PAGE EXCERPT >>
========================================================================

When you’re writing code for an employer, whether that’s a company or a client, you generally know who’s in charge. You have team leads who approve PRs, directors and product managers who determine the features for the next release, and a CTO and CEO who make the big decisions.
With open source, those lines of authority can be blurrier. Contributors are volunteers and may come and go as they please. Determining how decisions get made and projects move forward is called governance. Depending on the project, the style of governance may be as open as the code itself, or it may all depend on the leadership of a single founder, sometimes referred to as a benevolent dictator for life (or BDFL, for short). Some appoint a board through merit and community votes, while others have corporate sponsors that pick their people to make decision.
Because no matter how well-intentioned and free wheeling a project is, at some point, to succeed at scale, decisions need to be made and conflicts need to be resolved. A small project can operate with unspoken shared rules. Once a project forms a larger community, the processes for making those decisions need to be written down and made explicit so new contributors know how to engage successfully. “It's a fundamental prerequisite for achieving any kind of scale,” said Tim Lehnen, CTO at Drupal.
Governance, no matter what form it takes, is there to further the progress of the open source project and encourage contributions. “It’s crucial to set up structures that both support contributors and that help ensure that they see that their contributions are recognized,” said Nicholas Matsakis, Principal Research Engineer at Mozilla and member of the Rust core team and co-lead of the compiler and language design teams. “After all, the main strength of OSS is its ability to draw on so many people. People stick around when their efforts are valued and they can have an impact on the project.”
“Open source can kind of have a cowboy culture,” said Stack Overflow’s own Sara Chipps, who has been on the board of the .NET foundation and on the OpenJS Cross Project Council. “When you introduce guardrails, you ensure that there's a safe, encouraging, and open environment for every project to be successful.”
I spoke to several people involved in OSS projects to see whether the most effective guardrails come from a BDFL, a single person with the final say, or through building consensus with a committee of several people.
BDFL-style: Heavy is the head that wears the crown
The term “benevolent dictator for life” was coined for Guido van Rossum, the creator of Python, mostly as a joke, but the name stuck. The term grew to cover any founder-led open source project, including the Linux kernel, Drupal, Clojure, and Ruby. There’s a significant number of popular OSS projects that rely on a dedicated founder to govern them, so there must be some benefits to it.
I asked the community about this in the Open Source Stack Exchange. “I've always seen the BDFL model as halfway between a traditional open-source project structure and a traditional corporate project structure,” answered a user who goes by bta. “You have the openness, transparency, and general culture of OSS, but with a single strong project manager to make high-level decisions and direct the overall effort.”

========================================================================

RECORDED INFORMATION >>
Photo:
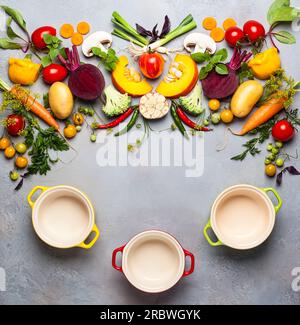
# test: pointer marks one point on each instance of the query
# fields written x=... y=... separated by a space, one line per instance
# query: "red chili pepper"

========================================================================

WORK TO DO >>
1. According to the text on open source governance, who was the term "benevolent dictator for life" originally coined for?
2. Extend the text on open source governance, picking up after its final sentence.
The data have nothing to do with the text on open source governance.

RESULTS BY TASK >>
1. Guido van Rossum, the creator of Python.

2.
A BDFL can signal that a project has a strong vision and will maintain that vision in the long term. “It allows leadership to develop and stick to a cohesive long-term vision instead of a series of short-lived leaders constantly changing plans and directions,” continued bta. “If you are aligned with the BDFL in terms of vision for the project, contributing to a BDFL-run project makes sense,” wrote another user who goes by D. SM.
It’s no accident that so many popular languages today operate on the BDFL model. Perl, Ruby, Rails, Python, and Scala all began as creator-led projects. Even C++ had a creator, Bjarne Stroustrup, who has remained an active member of the standards committee, chairing the language extension subgroup for 24 years. “Having someone with a very long-term view of the language, and a vested personal stake in its success, is critical in the early stages of a language ("early" being the first 10-20 years of a language),” said Ryan Cavanaugh, the principal engineering lead for the TypeScript language at Microsoft. “I don't think it's a coincidence that nearly every language in wide use today started with a strong centralized designer.”
With a BDFL that aligns with contributors’ vision, a project can follow that vision and make real progress towards a release. “You’ve got a small group of people that's trying to do something,” said Rob Tomkins, a DevOps engineer and member at the Apache Software Foundation. “They can move faster and make quicker decisions as opposed to a big group, a big crew of people that has to move slower. I try to be as open minded as possible because Linus [Torvalds, creator of Linux] has been tremendously successful.”
While the Linux Foundation does host a large number of popular open source projects, including jQuery, Kubernetes, and Node.js with varying forms of governance, the Linux kernel still has a loose BDFL structure. Mike Dolan, GM and senior vice president of Strategic Programs at Linux Foundation, said, “The Linux kernel follows a model where Linus oversees the final release details, but nearly all decisions are actually made by the respective subsystem maintainers, or subsystem group maintainers. All projects are inclusive, meaning anyone can contribute and participate in the technical community.”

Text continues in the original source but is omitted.